◆ **Object outline annotations**:
* START *

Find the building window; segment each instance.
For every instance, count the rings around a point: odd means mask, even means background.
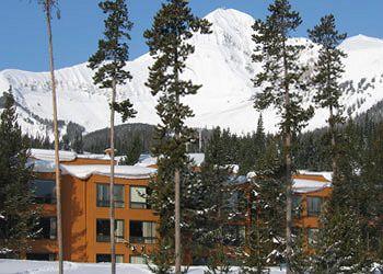
[[[26,260],[56,261],[56,254],[55,253],[26,253]]]
[[[307,243],[310,248],[314,248],[316,242],[317,242],[317,233],[318,233],[317,228],[309,228],[307,229]]]
[[[146,264],[147,260],[144,256],[139,256],[139,255],[130,255],[129,256],[129,263],[134,264]]]
[[[42,217],[36,225],[36,239],[55,240],[57,237],[57,219],[56,217]]]
[[[32,180],[31,189],[37,204],[56,204],[56,182],[53,180]]]
[[[130,243],[155,243],[154,221],[130,221]]]
[[[111,254],[96,254],[96,263],[112,262]],[[124,263],[124,255],[116,254],[116,263]]]
[[[109,219],[96,220],[96,235],[97,242],[111,241],[111,221]],[[115,236],[116,241],[124,241],[124,220],[115,220]]]
[[[114,185],[114,198],[116,207],[124,207],[124,185],[115,184]],[[108,184],[97,184],[97,206],[98,207],[108,207],[111,204],[109,199],[109,185]]]
[[[301,217],[302,213],[302,196],[292,196],[292,215],[297,218]]]
[[[149,208],[146,186],[130,186],[130,208]]]
[[[321,197],[307,197],[307,215],[309,216],[320,216],[322,207]]]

* END *

◆ **What is being asked**:
Render every line of the records above as a Markdown table with the columns "No." and "Text," numbering the rows and skipping any blank lines. Leave the pictures out.

◆ **Answer for the task**:
| No. | Text |
|---|---|
| 1 | Find the building window; segment each instance. |
| 2 | For every instance, count the rings around a point: odd means mask, even means background. |
| 3 | [[[26,260],[56,261],[56,254],[55,253],[26,253]]] |
| 4 | [[[307,243],[310,248],[314,248],[316,242],[317,242],[317,233],[318,233],[317,228],[309,228],[307,229]]] |
| 5 | [[[146,264],[147,260],[144,256],[139,256],[139,255],[130,255],[129,256],[129,263],[134,264]]] |
| 6 | [[[42,217],[36,225],[36,239],[55,240],[57,237],[57,219],[56,217]]] |
| 7 | [[[32,180],[31,189],[37,204],[56,204],[56,182],[53,180]]] |
| 8 | [[[130,243],[155,243],[154,221],[130,221]]] |
| 9 | [[[111,254],[96,254],[96,263],[112,262]],[[124,263],[124,255],[116,254],[116,263]]] |
| 10 | [[[109,219],[96,220],[96,235],[97,242],[111,241],[111,221]],[[115,236],[116,241],[124,241],[124,220],[115,220]]] |
| 11 | [[[114,185],[114,198],[116,207],[124,207],[124,185],[115,184]],[[108,184],[97,184],[97,206],[98,207],[108,207],[111,204],[109,199],[109,185]]] |
| 12 | [[[301,217],[302,213],[302,196],[292,196],[292,215],[297,218]]] |
| 13 | [[[149,208],[146,186],[130,186],[130,208]]] |
| 14 | [[[321,197],[307,197],[307,215],[309,216],[320,216],[322,207]]] |